WRITTEN REQUEST |
Reproduce each line of the listing exactly.

Stored entries
▬▬▬▬▬▬▬▬▬▬
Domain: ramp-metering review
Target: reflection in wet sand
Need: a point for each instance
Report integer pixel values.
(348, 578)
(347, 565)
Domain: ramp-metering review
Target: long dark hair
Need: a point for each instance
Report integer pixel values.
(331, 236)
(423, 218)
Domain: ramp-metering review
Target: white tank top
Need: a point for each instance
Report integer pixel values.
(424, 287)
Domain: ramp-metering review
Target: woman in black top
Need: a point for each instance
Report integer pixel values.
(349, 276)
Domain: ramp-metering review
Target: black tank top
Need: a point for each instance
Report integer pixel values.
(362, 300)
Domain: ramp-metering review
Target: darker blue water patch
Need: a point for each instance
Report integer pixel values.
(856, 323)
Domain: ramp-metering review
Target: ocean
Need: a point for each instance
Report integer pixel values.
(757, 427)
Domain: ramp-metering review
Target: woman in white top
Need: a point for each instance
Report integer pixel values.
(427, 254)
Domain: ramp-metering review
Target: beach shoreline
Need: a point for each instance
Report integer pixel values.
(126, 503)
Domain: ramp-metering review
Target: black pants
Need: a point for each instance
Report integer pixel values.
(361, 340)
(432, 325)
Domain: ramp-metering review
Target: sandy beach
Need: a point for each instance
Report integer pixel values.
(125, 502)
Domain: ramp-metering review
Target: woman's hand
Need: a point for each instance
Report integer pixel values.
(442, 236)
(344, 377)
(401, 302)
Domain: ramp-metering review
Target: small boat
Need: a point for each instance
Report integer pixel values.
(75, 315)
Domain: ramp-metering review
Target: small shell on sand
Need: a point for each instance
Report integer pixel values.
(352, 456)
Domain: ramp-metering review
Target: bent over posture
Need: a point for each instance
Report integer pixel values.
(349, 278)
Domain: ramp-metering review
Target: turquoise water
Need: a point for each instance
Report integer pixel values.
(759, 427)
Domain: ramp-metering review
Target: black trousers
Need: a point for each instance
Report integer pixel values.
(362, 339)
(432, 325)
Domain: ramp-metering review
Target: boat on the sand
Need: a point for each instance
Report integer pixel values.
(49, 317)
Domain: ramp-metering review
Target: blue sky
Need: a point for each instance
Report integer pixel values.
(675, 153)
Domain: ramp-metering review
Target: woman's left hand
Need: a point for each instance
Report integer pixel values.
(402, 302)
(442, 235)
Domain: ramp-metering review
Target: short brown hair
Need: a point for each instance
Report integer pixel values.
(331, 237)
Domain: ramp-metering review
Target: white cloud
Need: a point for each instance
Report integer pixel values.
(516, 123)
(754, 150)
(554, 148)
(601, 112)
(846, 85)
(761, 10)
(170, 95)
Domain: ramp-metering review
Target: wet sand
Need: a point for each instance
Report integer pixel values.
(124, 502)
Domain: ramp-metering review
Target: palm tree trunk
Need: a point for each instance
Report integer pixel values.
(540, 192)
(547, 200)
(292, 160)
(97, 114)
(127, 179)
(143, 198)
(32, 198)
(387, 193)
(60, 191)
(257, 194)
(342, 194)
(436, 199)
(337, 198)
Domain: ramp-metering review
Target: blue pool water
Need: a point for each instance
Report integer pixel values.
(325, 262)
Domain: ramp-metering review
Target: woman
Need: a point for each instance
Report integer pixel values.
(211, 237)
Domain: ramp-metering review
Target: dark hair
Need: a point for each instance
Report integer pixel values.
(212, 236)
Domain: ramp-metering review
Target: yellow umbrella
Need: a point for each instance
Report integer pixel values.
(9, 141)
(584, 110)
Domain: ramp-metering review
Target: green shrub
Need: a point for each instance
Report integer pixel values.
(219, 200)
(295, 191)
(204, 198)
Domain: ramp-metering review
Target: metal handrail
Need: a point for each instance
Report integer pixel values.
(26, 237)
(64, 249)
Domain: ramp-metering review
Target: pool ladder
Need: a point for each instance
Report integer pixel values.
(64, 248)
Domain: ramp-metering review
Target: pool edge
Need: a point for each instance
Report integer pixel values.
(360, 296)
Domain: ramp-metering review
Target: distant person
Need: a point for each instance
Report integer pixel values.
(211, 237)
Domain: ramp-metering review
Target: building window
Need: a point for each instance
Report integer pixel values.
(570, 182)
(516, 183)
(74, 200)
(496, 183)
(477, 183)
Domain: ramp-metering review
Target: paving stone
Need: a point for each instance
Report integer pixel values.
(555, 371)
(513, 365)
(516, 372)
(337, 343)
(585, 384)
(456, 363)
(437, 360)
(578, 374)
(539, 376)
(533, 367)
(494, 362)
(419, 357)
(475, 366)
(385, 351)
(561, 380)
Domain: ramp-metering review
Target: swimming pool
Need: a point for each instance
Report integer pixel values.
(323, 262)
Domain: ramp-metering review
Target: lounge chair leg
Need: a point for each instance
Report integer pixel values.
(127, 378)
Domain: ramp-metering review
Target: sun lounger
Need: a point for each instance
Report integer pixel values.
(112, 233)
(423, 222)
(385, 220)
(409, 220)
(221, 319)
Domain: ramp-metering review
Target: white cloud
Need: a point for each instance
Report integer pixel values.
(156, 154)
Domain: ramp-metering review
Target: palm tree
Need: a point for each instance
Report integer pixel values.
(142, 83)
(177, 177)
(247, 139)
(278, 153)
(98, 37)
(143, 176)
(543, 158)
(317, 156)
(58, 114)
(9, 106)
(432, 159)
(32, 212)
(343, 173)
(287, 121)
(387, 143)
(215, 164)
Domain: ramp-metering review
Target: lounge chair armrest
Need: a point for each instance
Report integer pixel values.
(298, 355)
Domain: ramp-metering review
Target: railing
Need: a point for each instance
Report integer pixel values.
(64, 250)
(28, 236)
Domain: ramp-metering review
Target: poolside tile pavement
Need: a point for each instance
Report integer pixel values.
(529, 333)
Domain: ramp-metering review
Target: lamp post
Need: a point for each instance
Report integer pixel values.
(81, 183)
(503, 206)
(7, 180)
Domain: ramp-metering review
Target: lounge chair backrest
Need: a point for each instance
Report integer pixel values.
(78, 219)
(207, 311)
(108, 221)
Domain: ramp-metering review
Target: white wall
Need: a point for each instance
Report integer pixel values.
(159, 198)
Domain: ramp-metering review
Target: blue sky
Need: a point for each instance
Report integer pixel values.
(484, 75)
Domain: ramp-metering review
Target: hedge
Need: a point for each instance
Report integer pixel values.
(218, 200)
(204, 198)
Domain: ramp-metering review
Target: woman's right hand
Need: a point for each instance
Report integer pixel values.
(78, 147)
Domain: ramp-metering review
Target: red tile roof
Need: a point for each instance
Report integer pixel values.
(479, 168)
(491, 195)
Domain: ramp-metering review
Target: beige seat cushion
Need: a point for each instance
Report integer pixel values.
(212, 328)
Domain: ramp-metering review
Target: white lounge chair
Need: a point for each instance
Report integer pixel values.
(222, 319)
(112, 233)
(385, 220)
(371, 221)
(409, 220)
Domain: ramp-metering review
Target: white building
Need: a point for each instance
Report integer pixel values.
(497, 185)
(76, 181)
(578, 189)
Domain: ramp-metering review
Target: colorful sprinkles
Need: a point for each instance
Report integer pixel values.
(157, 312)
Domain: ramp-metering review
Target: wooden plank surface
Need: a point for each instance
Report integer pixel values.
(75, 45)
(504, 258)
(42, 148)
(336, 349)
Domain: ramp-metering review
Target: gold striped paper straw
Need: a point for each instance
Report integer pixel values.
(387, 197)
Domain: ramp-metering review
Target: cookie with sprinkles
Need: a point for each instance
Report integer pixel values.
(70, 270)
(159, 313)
▬▬▬▬▬▬▬▬▬▬
SOLUTION FOR THIS EXERCISE |
Domain: ramp-metering review
Target: reflection in wet sand
Need: a point for each instance
Report integer pixel values.
(348, 578)
(347, 565)
Domain: ramp-metering review
Target: long dark hair
Need: a point for each instance
Report integer pixel values.
(331, 236)
(423, 218)
Domain: ramp-metering review
Target: white tank top
Need: a point for each instance
Report integer pixel values.
(424, 287)
Domain: ramp-metering review
Target: woman in black top
Need: a point for each instance
Report integer pixel values.
(349, 276)
Domain: ramp-metering review
Target: black tank top
Need: a point for each instance
Report integer pixel values.
(362, 300)
Domain: ramp-metering review
Target: darker blue water patch
Need: a point for each instance
Report integer pixel values.
(856, 323)
Domain: ramp-metering review
Target: ocean
Need: a point for each instance
Report integer pixel values.
(757, 427)
Domain: ramp-metering review
Target: woman in white top
Need: a point for each instance
Report integer pixel values.
(427, 254)
Domain: ramp-metering review
Target: beach shoreline
Need: a point for each instance
Report integer pixel values.
(126, 503)
Domain: ramp-metering review
Target: black pants
Need: a point for each instance
Report integer pixel values.
(361, 340)
(432, 325)
Domain: ramp-metering review
Target: sandy beach
Need: a point for each instance
Report integer pixel values.
(125, 502)
Domain: ramp-metering review
Target: woman's hand
Need: a point for each instance
Report integer pixel values.
(442, 236)
(344, 377)
(401, 302)
Domain: ramp-metering review
Target: small boat
Need: a point for each instance
Report integer pixel values.
(75, 315)
Domain: ramp-metering review
Target: small shell on sand
Need: a point for each instance
Report integer pixel values.
(352, 456)
Domain: ramp-metering review
Target: bent over posture
Need: a point for each instance
Report integer pixel values.
(349, 278)
Domain: ramp-metering review
Target: turquoise water
Need: a point for each instance
Report integer pixel values.
(759, 427)
Domain: ramp-metering review
Target: black trousers
Need: a point for each instance
Report integer pixel values.
(362, 339)
(432, 325)
Domain: ramp-metering review
Target: boat on the sand
Need: a point for each instance
Report integer pixel values.
(49, 317)
Domain: ramp-metering review
Target: blue sky
Need: a point for each instance
Report integer pixel values.
(675, 153)
Domain: ramp-metering review
Target: woman's left hand
Need: a point for each instance
Report integer pixel values.
(402, 302)
(442, 235)
Domain: ramp-metering review
Target: short brown hair
Need: a point for each instance
Report integer pixel values.
(331, 237)
Domain: ramp-metering review
Target: white cloud
Need: a point for each instance
Report integer pixel values.
(516, 123)
(754, 150)
(554, 148)
(601, 112)
(846, 85)
(761, 10)
(170, 95)
Domain: ramp-metering review
Target: wet sand
Need: a point for each instance
Report integer pixel values.
(124, 502)
Domain: ramp-metering review
Target: palm tree trunk
Need: a point for each instance
Report integer pixel values.
(540, 192)
(547, 200)
(292, 160)
(97, 114)
(127, 179)
(143, 198)
(32, 198)
(387, 193)
(60, 191)
(257, 194)
(342, 194)
(436, 199)
(337, 198)
Domain: ramp-metering review
Target: blue pool water
Need: a point for each instance
Report integer pixel values.
(325, 262)
Domain: ramp-metering review
Target: woman
Need: a point for each instance
Report integer pixel values.
(211, 237)
Domain: ramp-metering review
Target: dark hair
Need: a point for each instance
Report integer pixel values.
(212, 236)
Domain: ramp-metering review
Target: yellow umbrella
Need: a point for each instance
Report integer pixel values.
(9, 141)
(584, 110)
Domain: ramp-metering review
Target: green shrub
Need: a point for each instance
Report integer pixel values.
(219, 200)
(295, 191)
(204, 198)
Domain: ramp-metering review
Target: metal handrail
Need: a point for each instance
Report integer pixel values.
(26, 237)
(64, 249)
Domain: ramp-metering review
Target: pool ladder
Need: a point for each instance
Report integer pixel values.
(64, 248)
Domain: ramp-metering review
Target: pool edge
Need: a point for each instance
Report integer pixel values.
(360, 296)
Domain: ramp-metering review
Target: distant person
Need: a point for each instance
Report integer pixel values.
(211, 237)
Domain: ramp-metering review
Target: building window
Need: a point for each instance
Report integer pixel values.
(570, 182)
(516, 183)
(74, 200)
(496, 183)
(477, 183)
Domain: ramp-metering review
Target: paving stone
Need: a point for each instance
Report integer pixel values.
(555, 371)
(513, 365)
(516, 372)
(337, 343)
(585, 384)
(456, 363)
(437, 360)
(578, 374)
(539, 376)
(533, 367)
(494, 362)
(419, 357)
(475, 366)
(385, 351)
(561, 380)
Domain: ramp-metering review
Target: swimming pool
Need: a point for each instance
Report integer pixel values.
(323, 262)
Domain: ramp-metering review
Target: lounge chair leg
Need: a point for each instance
Report integer pixel values.
(127, 378)
Domain: ramp-metering review
Target: sun lounger
Need: a point for each instance
Report integer pixel values.
(112, 233)
(423, 222)
(385, 220)
(409, 220)
(221, 319)
Domain: ramp-metering review
Target: white cloud
Need: a point for each instance
Report integer pixel values.
(156, 154)
Domain: ramp-metering review
Target: palm tree
Need: a point for each instance
Report integer pixel values.
(142, 83)
(177, 177)
(247, 139)
(278, 153)
(98, 37)
(143, 176)
(543, 158)
(317, 156)
(58, 114)
(9, 106)
(432, 159)
(32, 212)
(343, 173)
(287, 121)
(387, 143)
(215, 164)
Domain: ramp-metering review
Target: lounge chair armrest
Need: a point for each instance
Report integer pixel values.
(298, 355)
Domain: ramp-metering review
Target: railing
Need: a point for each instance
Report integer pixel values.
(64, 250)
(28, 236)
Domain: ramp-metering review
Target: poolside tile pavement
Need: a point for each instance
Report integer pixel values.
(529, 333)
Domain: ramp-metering review
Target: lamp post
Need: a point for each instance
Report integer pixel values.
(81, 183)
(503, 206)
(7, 180)
Domain: ramp-metering review
Target: lounge chair backrest
Need: a point for each instance
Report integer pixel values.
(78, 219)
(207, 311)
(108, 221)
Domain: ramp-metering review
Target: white wall
Need: a point for each instance
Report integer pixel values.
(159, 198)
Domain: ramp-metering review
Target: blue sky
Need: a point for each instance
Report integer pixel values.
(484, 75)
Domain: ramp-metering review
Target: hedge
Need: a point for each instance
Report integer pixel values.
(218, 200)
(204, 198)
Domain: ramp-metering review
Target: woman's right hand
Need: a point for each instance
Report integer pixel values.
(78, 147)
Domain: ramp-metering review
Target: red tile roof
Need: a point for each instance
Report integer pixel values.
(479, 168)
(491, 195)
Domain: ramp-metering review
Target: beige seat cushion
Need: a point for each instance
Report integer pixel values.
(212, 328)
Domain: ramp-metering review
Target: white lounge chair
Need: a point for each instance
Report integer pixel values.
(222, 319)
(112, 233)
(385, 220)
(371, 221)
(409, 220)
Domain: ramp-metering review
Target: white building
Need: a point for each instance
Report integer pixel values.
(497, 185)
(76, 181)
(578, 189)
Domain: ramp-metering review
Target: colorful sprinkles
Need: a point for each instance
Report integer pixel values.
(157, 312)
Domain: ramp-metering review
Target: wooden plank surface
Need: a point for each instance
Report integer pixel values.
(75, 45)
(504, 258)
(42, 148)
(336, 349)
Domain: ramp-metering review
Target: gold striped paper straw
Need: a point for each instance
Report integer pixel values.
(387, 197)
Domain: ramp-metering review
Target: cookie with sprinkles
Need: a point for each instance
Report integer pixel values.
(70, 270)
(159, 313)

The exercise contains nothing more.